- _Verilen metin_:
=======

100’üncü günde Leyla Güven’den mesaj: Beni ayakta tutan devam eden direnişlerdir
- 12:59 15 Şubat 2019
- Güncel
Beritan Elyakut
DİYARBAKIR - Eyleminin 100’üncü gününde bir mesaj veren Leyla Güven, “Beni ayakta tutan cezaevlerinde süren direnişler ve kadınların öncülüğünde devam eden direnişleridir. 100'üncü gün yürüyüşü de kadınların öncülüğünde devam eden eylemlerdir. Evet, kadın inanırsa dünya değişir, barış gelir ve eğer kadın inanırsa büyük bir hoşgörü dünyaya hakim olur. Ya özgür yaşayacağız ya da hiç” dedi.
Bugün günlerden 15 Şubat. Takvimler her 15 Şubat’ı gösterdiğinde Kürt halkının aklında uluslararası komplo süreci canlanırken, bu yıl bir farkla komplonun devamı olan tecride karşı başlatılan açlık grevi direnişleri karşımızda beliriyor. Evet bugün 15 Şubat ve Demokratik Toplum Kongresi (DTK) Eşbaşkanı ve Halkların Demokratik Partisi (HDP) Hakkari Milletvekili Leyla Güven’in tecridin kaldırılması talebiyle başlattığı süresiz-dönüşümsüz direnişin 100’üncü günü.
Küçülen bedende büyüyen gülümse!
Leyla’nın eylemi kelebek etkisi misali yayılmaya devam ederken, “100’üncü gününde Leyla’ya, tecridi kırmaya” sloganıyla 15 kentten başlatılan yürüyüş, polis barikatı ve saldırılarıyla engellenmeye devam ediliyor. Sabah saatlerinde geldiğim Leyla’nın evinde kızı Sabiha Temizkan tarafından karşılanıyorum. Güleç yüzüyle kapıda karşılaştığım Sabiha, beni odaya davet ediyor. Peşi sıra gittiğim odada hemen bilgisayarımı açarak eve çıkan tüm yolların barikatlarla kapatıldığını, vekillerin 4 alanda yürüyüşe geçişinin nasıl engellendiğini yazılmaya koyuluyorum. Tam bu sırada bedeni küçülen ancak yüzünde gülümsemesi büyüyen Leyla’yı Sabiha’nın kolunda görüyorum. Kocaman gülüşüyle “hoş geldin” diyen Leyla’ya karşı gülümseyerek “hoşbuldum” diyorum. Leyla çok yorgun olduğu için direkt yatağına uzanıyor ama uzanırken de “İnanıyorum kazanacağız” diye ekliyor.

=======

- _Veri bölümü_:
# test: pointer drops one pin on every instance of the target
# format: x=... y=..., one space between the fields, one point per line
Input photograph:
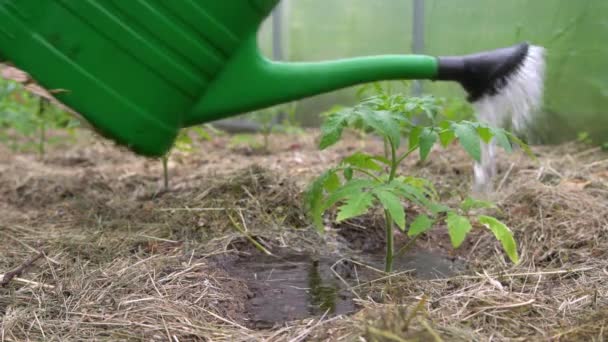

=======

Leyla Güven'in eyleminin 100'üncü gününe dair haberi son cümlesinden itibaren alıp sürdürün.

- _Bu göreve yanıt_:
Sabiha ile sıcak çayın hazır olduğu mutfağa geçiyoruz. Ablukanın fazlalığı, yürüyüşün engellenmesi üzerine konuşmalar yapılıyor ama evdeki herkes yapılacak yürüyüşün buraya ulaşması noktasında umudunu koruyor. Bir yandan da eylemcilere müdahale edileceği endişesi hakim. Medya Haber ve Sterk TV yayını tüm sitede olmasına rağmen Leyla'nın evinde çekmiyor. Bunun üzerine bilgisayar üzerinden kanallar açılarak takip ediliyor. Leyla gündemi yakından takip ediyor, görüntülere ara ara baksa da TV sunucusunun sesine iyice odaklanıyor. Leyla hala dinç bir gülüşe sahip.
‘Ben ol sofrada’
Sabah saatleri olduğu için evdekilere bir şeyler hazırlanması gerektiğini söylüyor usulca Leyla. Kendisi 100 gündür tek lokma yemeyen Leyla, misafirpervelik ruhundan da asla vazgeçmiyor. Kızı Sabiha'ya özellikle tembihlemiş “Ben ol sofrada” diye... Sabiha kahvaltılık bir şeyler hazırlıyor ve gerçekten de Leyla oluyor. Sabiha annesi Leyla oluverirken gözlerimizin önünde ben hayranlıkla bir Leyla’yı düşünüyorum bir yandan da Sabiha’yı izliyorum. Sabiha evde bulunan herkese özel olarak sofradakileri ikram ediyor ama kendisi de eşlik etmek için zar zor da olsa birkaç şey yiyor. Ardından haberleri takip ediyoruz ve HDP’li vekillere dönük gerçekleşen saldırıların başladığını ancak vekillerin direnişe devam ettiğini okuyoruz.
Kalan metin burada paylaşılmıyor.